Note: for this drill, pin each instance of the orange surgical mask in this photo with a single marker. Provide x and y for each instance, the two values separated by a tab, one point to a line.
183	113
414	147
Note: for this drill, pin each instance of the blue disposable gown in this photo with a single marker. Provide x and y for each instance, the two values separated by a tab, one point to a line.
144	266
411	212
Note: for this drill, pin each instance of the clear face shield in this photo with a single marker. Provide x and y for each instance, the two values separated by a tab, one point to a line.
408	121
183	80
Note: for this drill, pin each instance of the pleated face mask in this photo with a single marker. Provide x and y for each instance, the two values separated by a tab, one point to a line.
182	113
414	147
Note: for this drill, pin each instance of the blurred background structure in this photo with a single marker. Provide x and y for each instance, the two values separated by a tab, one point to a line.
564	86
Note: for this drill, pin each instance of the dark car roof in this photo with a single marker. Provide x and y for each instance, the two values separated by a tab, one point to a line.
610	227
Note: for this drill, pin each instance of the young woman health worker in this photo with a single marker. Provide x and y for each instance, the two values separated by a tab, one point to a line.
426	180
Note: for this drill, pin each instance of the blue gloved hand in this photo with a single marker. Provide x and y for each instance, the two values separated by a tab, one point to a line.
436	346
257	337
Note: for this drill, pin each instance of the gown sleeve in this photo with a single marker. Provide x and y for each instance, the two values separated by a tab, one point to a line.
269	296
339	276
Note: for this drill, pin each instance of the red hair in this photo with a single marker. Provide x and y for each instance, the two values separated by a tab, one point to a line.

* STATED PROBLEM
Please output the complete data exactly.

* CORRECT RESULT
Note: for this drill, pin each instance of the orange surgical mask in this photo with a single marker. Provide x and y for each instance, the two values separated by a tab, one point to a line.
183	113
414	147
Note: for this drill, pin each instance of the blue disposable gown in this photo with a single marker. Provide x and y for each instance, the two values separated by a tab, one point to a line.
144	266
411	212
Note: for this drill, pin each instance of the clear face shield in this photo with a single marker. Provide x and y for each instance, the two values separated by a tab, one point to a line.
408	121
183	80
Note: for this drill, pin each instance of the pleated face mask in this photo with a single marker. Provide x and y for each instance, the two values separated by a tab, one point to a line.
182	113
414	147
Note: for this drill, pin each instance of the blurred background structure in this photo with a single marker. Provide x and y for each instance, the two values separated by a tab, one point to a line.
564	86
Note: for this drill, pin each instance of the dark car roof in this photo with a single marker. Provide x and y for each instance, the two values separated by a tab, one point to a line.
610	227
Note: for this drill, pin each instance of the young woman health worker in this photo with a single marker. Provide x and y for each instance, the two values separated by a tab, one point to a line.
426	180
Note: for this drill, pin each instance of the blue gloved hand in this photo with a single marker. Provide x and y for each instance, the two values separated by a tab, one point to a line.
436	346
257	337
Note: for this drill, pin each instance of the gown sleeve in this photo with a single marker. Provide x and y for each instance, the two values separated by a tab, one point to a line.
269	296
339	276
Note: for this drill, pin each instance of the red hair in this photo with a single marker. Provide x and y for each instance, the two values separated by a tab, one point to a line.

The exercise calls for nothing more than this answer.